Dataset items
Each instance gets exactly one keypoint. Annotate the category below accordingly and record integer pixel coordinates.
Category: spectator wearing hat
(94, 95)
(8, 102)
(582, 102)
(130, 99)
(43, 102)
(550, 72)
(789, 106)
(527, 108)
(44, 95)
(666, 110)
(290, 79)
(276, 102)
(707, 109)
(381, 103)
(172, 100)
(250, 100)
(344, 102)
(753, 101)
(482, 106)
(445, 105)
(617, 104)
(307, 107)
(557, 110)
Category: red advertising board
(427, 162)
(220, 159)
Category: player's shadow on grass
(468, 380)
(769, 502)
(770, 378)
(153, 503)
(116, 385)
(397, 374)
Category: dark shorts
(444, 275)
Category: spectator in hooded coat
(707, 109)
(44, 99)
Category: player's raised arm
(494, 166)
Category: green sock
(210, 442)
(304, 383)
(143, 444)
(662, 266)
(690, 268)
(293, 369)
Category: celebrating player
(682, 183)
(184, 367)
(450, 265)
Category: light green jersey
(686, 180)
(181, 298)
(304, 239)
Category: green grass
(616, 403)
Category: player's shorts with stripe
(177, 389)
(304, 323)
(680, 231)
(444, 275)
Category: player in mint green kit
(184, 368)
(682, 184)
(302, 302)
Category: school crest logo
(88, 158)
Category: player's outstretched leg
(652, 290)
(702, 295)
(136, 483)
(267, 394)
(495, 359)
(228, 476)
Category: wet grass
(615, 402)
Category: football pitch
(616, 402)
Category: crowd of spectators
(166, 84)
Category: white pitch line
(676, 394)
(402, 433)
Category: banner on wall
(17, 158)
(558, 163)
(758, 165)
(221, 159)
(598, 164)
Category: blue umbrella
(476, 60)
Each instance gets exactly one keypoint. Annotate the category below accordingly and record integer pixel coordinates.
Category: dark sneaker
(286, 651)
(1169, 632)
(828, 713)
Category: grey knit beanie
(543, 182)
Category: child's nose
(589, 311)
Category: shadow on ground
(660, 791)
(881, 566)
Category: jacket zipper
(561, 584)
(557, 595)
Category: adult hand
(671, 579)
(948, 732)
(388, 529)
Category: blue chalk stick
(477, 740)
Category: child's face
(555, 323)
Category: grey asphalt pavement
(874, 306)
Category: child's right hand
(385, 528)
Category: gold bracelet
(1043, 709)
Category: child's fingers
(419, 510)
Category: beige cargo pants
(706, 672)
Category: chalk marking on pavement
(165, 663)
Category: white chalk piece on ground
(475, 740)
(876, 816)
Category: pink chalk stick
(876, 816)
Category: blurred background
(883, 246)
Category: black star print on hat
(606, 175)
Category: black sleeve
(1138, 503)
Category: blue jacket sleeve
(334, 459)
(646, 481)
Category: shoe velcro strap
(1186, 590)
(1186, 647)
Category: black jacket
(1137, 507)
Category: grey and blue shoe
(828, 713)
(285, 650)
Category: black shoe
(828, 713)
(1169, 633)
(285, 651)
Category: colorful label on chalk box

TASK ITEM: An exact copy of all the records is the only acceptable answer.

YOUR RESPONSE:
Each instance gets exactly one keypoint. Annotate the category below accordingly and record integer pixel coordinates.
Category: spectator wearing hat
(94, 95)
(8, 102)
(582, 102)
(130, 99)
(43, 102)
(550, 72)
(789, 106)
(527, 108)
(44, 95)
(666, 110)
(290, 79)
(276, 102)
(707, 109)
(381, 103)
(172, 100)
(250, 100)
(344, 102)
(753, 101)
(482, 106)
(445, 105)
(617, 104)
(307, 107)
(557, 110)
Category: red advertising board
(427, 162)
(220, 159)
Category: player's shadow on grass
(468, 380)
(769, 502)
(770, 378)
(153, 503)
(116, 385)
(397, 374)
Category: dark shorts
(444, 275)
Category: spectator in hooded coat
(707, 109)
(44, 99)
Category: player's raised arm
(494, 166)
Category: green sock
(210, 442)
(304, 383)
(143, 444)
(662, 266)
(690, 268)
(293, 369)
Category: celebrating player
(682, 183)
(184, 367)
(450, 265)
Category: light green jersey
(686, 180)
(181, 298)
(304, 239)
Category: green grass
(616, 403)
Category: player's shorts with stripe
(177, 389)
(304, 323)
(680, 231)
(444, 275)
Category: player in mint green kit
(184, 368)
(682, 184)
(302, 302)
Category: school crest logo
(88, 158)
Category: player's outstretched leg
(652, 290)
(702, 295)
(136, 483)
(267, 394)
(495, 359)
(228, 476)
Category: wet grass
(615, 402)
Category: football pitch
(616, 402)
Category: crowd of spectators
(166, 84)
Category: white pitch line
(676, 394)
(402, 433)
Category: banner on wall
(17, 158)
(558, 163)
(758, 165)
(221, 159)
(598, 164)
Category: blue umbrella
(476, 60)
Each instance gets exactly one keypoint. Annotate the category below accordingly and record integer pixel coordinates.
Category: dark sneaker
(286, 651)
(1169, 632)
(828, 713)
Category: grey knit beanie
(543, 182)
Category: child's nose
(589, 311)
Category: shadow on ground
(660, 791)
(881, 566)
Category: jacket zipper
(561, 584)
(557, 595)
Category: adult hand
(671, 579)
(948, 732)
(388, 529)
Category: blue chalk stick
(477, 740)
Category: child's face
(555, 323)
Category: grey asphalt pavement
(874, 306)
Category: child's right hand
(385, 528)
Category: gold bracelet
(1043, 709)
Category: child's fingers
(419, 510)
Category: beige cargo pants
(706, 672)
Category: chalk marking on pavement
(165, 663)
Category: white chalk piece on ground
(475, 740)
(876, 816)
Category: pink chalk stick
(876, 816)
Category: blurred background
(883, 246)
Category: black star print on hat
(606, 175)
Category: black sleeve
(1138, 503)
Category: blue jacket sleeve
(334, 459)
(646, 481)
Category: shoe velcro strap
(1186, 590)
(1186, 647)
Category: black jacket
(1137, 507)
Category: grey and blue shoe
(828, 713)
(285, 650)
Category: black shoe
(828, 713)
(1169, 633)
(285, 651)
Category: colorful label on chalk box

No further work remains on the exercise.